Quote every row below word for word, without changing anything.

○ ○ ○ ○

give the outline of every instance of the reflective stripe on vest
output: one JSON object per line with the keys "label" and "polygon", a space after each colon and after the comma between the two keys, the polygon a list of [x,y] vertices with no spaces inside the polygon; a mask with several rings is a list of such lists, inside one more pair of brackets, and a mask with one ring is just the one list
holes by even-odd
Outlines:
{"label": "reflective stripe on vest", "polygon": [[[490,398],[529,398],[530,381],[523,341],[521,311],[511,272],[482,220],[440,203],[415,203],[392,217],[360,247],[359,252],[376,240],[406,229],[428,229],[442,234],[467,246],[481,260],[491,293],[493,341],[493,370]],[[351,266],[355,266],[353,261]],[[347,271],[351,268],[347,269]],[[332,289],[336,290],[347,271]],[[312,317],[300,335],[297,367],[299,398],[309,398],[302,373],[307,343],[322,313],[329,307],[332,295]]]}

○ ○ ○ ○

■ Solution to the exercise
give the outline of every instance of the reflective stripe on vest
output: one JSON object per line with the keys "label" and "polygon", a space after each colon and after the comma between the two keys, the polygon a list of [x,y] vertices with no spaces inside the polygon; a mask with several rings is a list of such lists, inside one more pair of brackets, and a mask with one ring is just the one list
holes by even-odd
Outlines:
{"label": "reflective stripe on vest", "polygon": [[[490,398],[529,398],[530,381],[523,341],[521,311],[511,272],[482,220],[440,203],[415,203],[392,217],[360,247],[359,252],[376,240],[406,229],[428,229],[442,234],[467,246],[481,260],[491,293],[493,341],[493,370]],[[351,266],[355,266],[353,261]],[[347,271],[351,268],[347,269]],[[332,289],[336,290],[347,271]],[[312,317],[300,335],[297,367],[299,398],[309,398],[302,373],[307,343],[322,313],[329,307],[332,295]]]}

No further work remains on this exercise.